* **Aim**:
Reproduce all of the lines below word for word, leaving out the pictures.

---

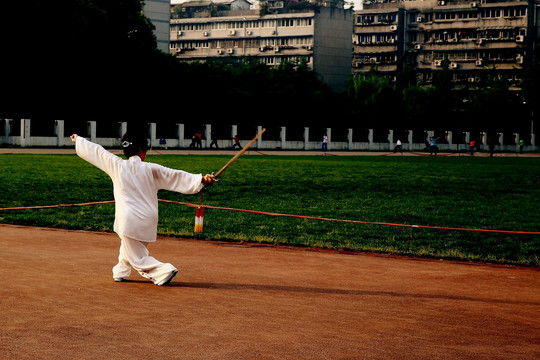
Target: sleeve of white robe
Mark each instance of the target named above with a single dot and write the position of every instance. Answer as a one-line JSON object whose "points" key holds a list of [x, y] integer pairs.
{"points": [[176, 180], [96, 155]]}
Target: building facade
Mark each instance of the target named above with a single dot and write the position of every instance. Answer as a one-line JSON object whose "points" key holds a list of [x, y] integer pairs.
{"points": [[472, 35], [158, 11], [319, 35]]}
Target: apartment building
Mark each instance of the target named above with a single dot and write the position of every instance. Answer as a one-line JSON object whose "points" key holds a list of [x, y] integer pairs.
{"points": [[272, 31], [472, 35], [158, 11]]}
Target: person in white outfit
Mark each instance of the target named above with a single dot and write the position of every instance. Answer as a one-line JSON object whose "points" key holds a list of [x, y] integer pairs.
{"points": [[136, 184]]}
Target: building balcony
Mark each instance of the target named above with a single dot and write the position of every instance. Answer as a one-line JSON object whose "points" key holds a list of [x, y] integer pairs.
{"points": [[473, 44]]}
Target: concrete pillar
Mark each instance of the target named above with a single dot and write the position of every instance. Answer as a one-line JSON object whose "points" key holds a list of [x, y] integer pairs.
{"points": [[122, 129], [180, 135], [152, 133], [91, 125], [259, 140], [234, 132], [59, 132], [25, 132], [329, 134], [449, 138], [207, 135], [7, 130]]}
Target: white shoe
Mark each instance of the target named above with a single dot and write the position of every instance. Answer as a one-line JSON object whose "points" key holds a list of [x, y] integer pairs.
{"points": [[168, 278]]}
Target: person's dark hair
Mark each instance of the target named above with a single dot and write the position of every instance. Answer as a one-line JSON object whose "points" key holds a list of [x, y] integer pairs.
{"points": [[132, 141]]}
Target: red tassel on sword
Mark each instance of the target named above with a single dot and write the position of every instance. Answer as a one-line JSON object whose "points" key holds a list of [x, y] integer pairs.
{"points": [[199, 213], [199, 219]]}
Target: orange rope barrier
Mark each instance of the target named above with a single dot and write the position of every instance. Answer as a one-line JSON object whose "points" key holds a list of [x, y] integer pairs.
{"points": [[292, 216], [353, 221]]}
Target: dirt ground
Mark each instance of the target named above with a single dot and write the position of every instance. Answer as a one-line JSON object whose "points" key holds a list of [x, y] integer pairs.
{"points": [[240, 301]]}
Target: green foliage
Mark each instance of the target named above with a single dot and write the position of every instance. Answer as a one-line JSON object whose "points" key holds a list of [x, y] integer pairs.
{"points": [[467, 192]]}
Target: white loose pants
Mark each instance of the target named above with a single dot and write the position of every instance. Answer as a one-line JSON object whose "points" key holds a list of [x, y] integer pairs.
{"points": [[134, 253]]}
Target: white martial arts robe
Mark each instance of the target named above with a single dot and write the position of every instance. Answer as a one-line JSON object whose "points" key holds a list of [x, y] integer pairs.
{"points": [[136, 184]]}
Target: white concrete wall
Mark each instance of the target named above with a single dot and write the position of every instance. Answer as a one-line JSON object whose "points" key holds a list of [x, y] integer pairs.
{"points": [[62, 140]]}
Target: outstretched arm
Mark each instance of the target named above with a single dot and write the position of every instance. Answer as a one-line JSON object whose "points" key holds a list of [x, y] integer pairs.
{"points": [[95, 154]]}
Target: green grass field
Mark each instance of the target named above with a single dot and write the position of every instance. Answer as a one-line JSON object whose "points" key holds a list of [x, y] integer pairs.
{"points": [[466, 192]]}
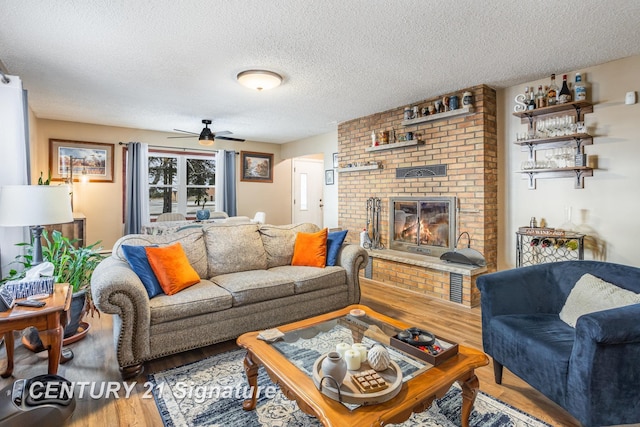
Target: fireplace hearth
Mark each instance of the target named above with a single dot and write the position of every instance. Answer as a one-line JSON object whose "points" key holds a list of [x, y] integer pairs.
{"points": [[423, 225]]}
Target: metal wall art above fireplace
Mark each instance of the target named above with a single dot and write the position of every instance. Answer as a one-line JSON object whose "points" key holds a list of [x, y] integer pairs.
{"points": [[423, 225]]}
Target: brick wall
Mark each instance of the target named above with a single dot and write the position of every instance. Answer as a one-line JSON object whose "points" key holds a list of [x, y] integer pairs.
{"points": [[467, 145]]}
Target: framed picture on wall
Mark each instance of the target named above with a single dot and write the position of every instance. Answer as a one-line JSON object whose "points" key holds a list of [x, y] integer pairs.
{"points": [[79, 159], [256, 167], [328, 177]]}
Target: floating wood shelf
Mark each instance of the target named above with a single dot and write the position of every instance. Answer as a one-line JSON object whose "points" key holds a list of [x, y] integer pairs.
{"points": [[360, 168], [439, 116], [584, 106], [577, 172], [400, 144]]}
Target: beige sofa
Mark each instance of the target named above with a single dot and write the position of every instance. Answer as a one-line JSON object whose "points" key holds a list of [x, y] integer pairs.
{"points": [[247, 283]]}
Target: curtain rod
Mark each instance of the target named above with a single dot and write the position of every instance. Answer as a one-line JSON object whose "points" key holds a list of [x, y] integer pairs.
{"points": [[177, 148]]}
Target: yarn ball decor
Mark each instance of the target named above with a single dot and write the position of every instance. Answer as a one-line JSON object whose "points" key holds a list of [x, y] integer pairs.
{"points": [[378, 358]]}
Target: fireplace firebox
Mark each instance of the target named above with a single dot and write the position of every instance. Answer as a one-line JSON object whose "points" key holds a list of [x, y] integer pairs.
{"points": [[423, 225]]}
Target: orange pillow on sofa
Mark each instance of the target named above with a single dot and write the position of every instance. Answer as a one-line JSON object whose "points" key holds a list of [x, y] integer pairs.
{"points": [[310, 249], [172, 268]]}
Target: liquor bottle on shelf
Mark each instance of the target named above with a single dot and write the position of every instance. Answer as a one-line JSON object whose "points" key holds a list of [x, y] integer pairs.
{"points": [[565, 94], [552, 93], [580, 89], [541, 100], [531, 105]]}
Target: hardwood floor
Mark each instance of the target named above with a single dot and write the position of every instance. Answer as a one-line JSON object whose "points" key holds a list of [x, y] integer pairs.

---

* **Answer**:
Target: sleeve of white robe
Mark each instance of the target named above with a single dot and write the position of every instance. Answer as a one-line JSON object whose "points" key holds a list of [x, y] integer pairs.
{"points": [[176, 180], [96, 155]]}
Target: building facade
Mark each instance of the target named above with a single dot and write the position of every instance. Answer as a one-line JSON object whose "points" key holds a list of [x, y] integer pairs.
{"points": [[472, 35], [158, 11], [319, 35]]}
Target: apartment building
Mark each instance of the target named above with a single dot and write the position of every instance. Answer as a one-line JSON object whose "points" key holds a list of [x, y] integer pairs.
{"points": [[272, 31], [472, 35], [158, 11]]}
Target: person in white outfit
Mark each instance of the target named above with a single dot and write the position of every instance. Answer as a one-line JSON object whose "points" key holds a list of [x, y] integer pairs.
{"points": [[136, 184]]}
Target: building balcony
Mark each instance of the target named above with a single dot and write the position of every instance. Answer as a one-line JSON object whose "points" key holds a list of [x, y] integer pairs.
{"points": [[473, 44]]}
Target: concrete pillar
Mark each instance of the target named above with a single dot and write the position of every instance. Answer as a one-line JSON object whose "points" key holds a list of [x, y] integer pairs.
{"points": [[122, 129], [180, 135], [152, 133], [91, 125], [259, 140], [234, 132], [59, 132], [25, 132], [329, 134], [449, 138], [207, 135], [7, 130]]}
Target: white shoe
Mark each instance of the target named above with a single dot and write the position of every instance. Answer as a one-line JSON object whose "points" key holds a list of [x, y] integer pairs.
{"points": [[168, 278]]}
Target: person's dark hair
Mark each instance of the target named above with a single dot and write the position of every instance. Answer as a one-line JSON object whose "points" key holds a list of [x, y] integer pairs.
{"points": [[132, 141]]}
Target: red tassel on sword
Mark each instance of the target named above with a single dot and write the position of every instance. Answer as a one-line JSON object whose "points" key holds a list of [x, y] integer pairs.
{"points": [[199, 213], [199, 219]]}
Target: orange rope barrier
Mark each instance of the target named above with a single dot and write the position of every instance. Answer as a one-line JSON object whose "points" key holds a list of [x, y] integer pairs.
{"points": [[292, 216], [353, 221]]}
Target: dirt ground
Mark each instance of the target named above with a single dot and write the position of every instance. Answer as a one-line JSON object whose "points" key holds a list of [x, y] integer pairs.
{"points": [[240, 301]]}
Target: green foliage
Mark each instance of the target named above with a single dot and write the position of every instance. Answer as a one-line JSON object whose "points" key holds a list of [x, y] integer pairs.
{"points": [[467, 192]]}
Target: white loose pants
Mark each instance of the target named above with a single dot and write the position of every instance. Answer as a one-line JSON object whose "points" key holds a list of [x, y] integer pairs.
{"points": [[134, 253]]}
Target: white martial arts robe
Mark each instance of the target named above with a single dot and write the position of every instance. Answer as a one-line JSON object whose "points" key holds a list of [x, y] integer pairs.
{"points": [[136, 184]]}
Target: white concrete wall
Mark each instance of the target named above with a single dot and write the position of every instance. Answer as a one-line JSON object whose "points" key holds a list of [x, y] integer pairs.
{"points": [[62, 140]]}
Target: outstretched arm
Mark each instance of the target named above with a single dot and write the position of every instance. Answer as a one-line JSON object whose "points" key holds a list of [x, y] integer pairs.
{"points": [[95, 154]]}
Target: green grass field
Mark each instance of the target named above with a single dot and write the position of every instance. Answer as a one-line JSON object whose "points" key holds a list of [x, y] integer pairs.
{"points": [[466, 192]]}
Target: fireplace hearth
Mark each instance of the target named above with a single dot and write the position of every instance. Answer as a one-line JSON object whose "points" key holds a list of [x, y] integer pairs.
{"points": [[423, 225]]}
Target: metal wall art above fireplace
Mark each instance of the target named above with a single dot and write the position of every instance. Answer as a one-line JSON object whose "points" key holds a list of [x, y] integer pairs.
{"points": [[423, 225]]}
Target: brick wall
Mark each instance of the target named above with a single dot and write the position of every instance. Answer as a one-line JSON object whose "points" key holds a list of [x, y] integer pairs.
{"points": [[467, 145]]}
Target: framed picture on wall
Mark each instance of the target named above with a single dot and write the position of every instance. Answer as a one-line JSON object whose "points" key holds a list of [x, y] integer pairs.
{"points": [[79, 159], [256, 167], [328, 177]]}
Target: floating wood shelf
Mark each instance of the target named above with a single dot and write the position of every instance. Answer as a one-line JSON object whose "points" key holds a list of [x, y] integer pairs.
{"points": [[360, 168], [439, 116], [584, 106], [577, 172], [400, 144]]}
Target: beige sofa
Mark each instance of the target named above with a single dot and write the position of every instance. Answer as a one-line JSON object whose "points" key holds a list of [x, y] integer pairs.
{"points": [[247, 283]]}
Target: curtain rod
Mark each instance of the target named above with a single dot and write the position of every instance. Answer as a one-line JSON object whose "points" key holds a list of [x, y] integer pairs.
{"points": [[177, 148]]}
Target: yarn ball decor
Mark each instance of the target named above with a single dot and write the position of every instance. Answer as a one-line JSON object whose "points" key holds a list of [x, y] integer pairs.
{"points": [[378, 358]]}
Target: fireplace firebox
Mark each instance of the target named above with a single dot and write the position of every instance. Answer as a one-line JSON object whose "points" key holds a list of [x, y] integer pairs.
{"points": [[423, 225]]}
Target: orange pillow on sofa
Mark each instance of the target named above with a single dot and write the position of every instance. Answer as a one-line JSON object whose "points" key holds a list of [x, y] integer pairs.
{"points": [[310, 249], [172, 268]]}
Target: liquor bottle on shelf
Mark each instance of the target named above with a single dot and write the position of every instance. Answer as a one-line JSON object whose "points" key holds a list of [x, y] integer pairs.
{"points": [[565, 94], [552, 93], [580, 89], [541, 100], [531, 105]]}
Target: hardwood floor
Mark each instance of the target named above with a single dot and write the position of every instance. Answer as a one-line JSON object whose "points" key holds a list of [x, y] integer pairs.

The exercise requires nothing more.